* _TEXT TO READ_:

──────────────────────────────

Not only men, but women, desired to emulate the pattern set by Francis; and in 1212 he was besought by the young Clare, daughter of the noble family of Sciffi, to admit her to his Order. With her sister and other pious maidens, he installed her in the little church of San Damiano, where the Crucified Christ had once spoken to him and which he had repaired with his own hands. This church too had been a gift from the Benedictines of Mount Subasio. Thus was created the "Second Order," composed of nuns — "Poor Ladies" dedicated to follow the way of the Little Poor Man. About ten years later, Francis formed his "Third Order" of men and women who were unwilling or unable to withdraw from the world, but who desired to live as closely as possible to the Franciscan ideal. Now there were three orders, each separate and distinct, yet all one. The mystical numeral "three," the pattern of the Blessed Trinity, followed Francis continually throughout his life.

Consumed with a desire to die for Christ, the founder made several attempts to achieve martyrdom: first, on a pilgrimage to the infidel-held Holy Land, which was frustrated by shipwreck; then to the Moors in Spain, where illness stopped his preaching and forced his withdrawal; and lastly, in 1219, by following the Crusaders to Egypt, where he was taken prisoner and led before the Sultan Melek-el-Kamil. Rejoicing, he yet found himself a victim of conflicting desires: one, to be martyred for Christ; and the other, to convert the Sultan and his people to Christ. He accomplished neither, and somewhat to his chagrin was liberated by the Sultan and sent beck to the Christian camp. For even the fierce Melek had fallen a victim to his charm, and if unwilling to renounce Islam for this odd, compelling friar from Italy, he yet would laden him with gifts and have no harm befall him.

──────────────────────────────

Excerpts of pointing data

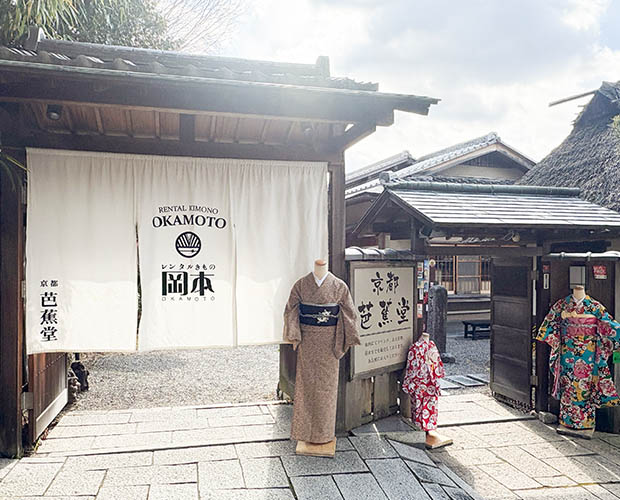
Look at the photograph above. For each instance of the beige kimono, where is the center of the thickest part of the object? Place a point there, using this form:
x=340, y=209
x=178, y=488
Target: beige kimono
x=322, y=322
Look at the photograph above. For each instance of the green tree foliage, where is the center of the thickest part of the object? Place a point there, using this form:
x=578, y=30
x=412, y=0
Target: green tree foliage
x=157, y=24
x=17, y=15
x=133, y=23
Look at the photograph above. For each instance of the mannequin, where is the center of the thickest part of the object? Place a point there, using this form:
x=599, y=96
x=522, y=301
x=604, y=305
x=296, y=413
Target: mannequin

──────────────────────────────

* _INSTRUCTIONS FOR THE TASK_:
Answer these questions from the text about Francis and his orders:
(a) In what year did Clare ask Francis to admit her to his Order?
(b) In which church did Francis install Clare with her sister and other pious maidens?
(c) Before which Sultan was Francis led after being taken prisoner in Egypt?

* _TASK ANSWER_:
(a) 1212
(b) The little church of San Damiano
(c) Melek-el-Kamil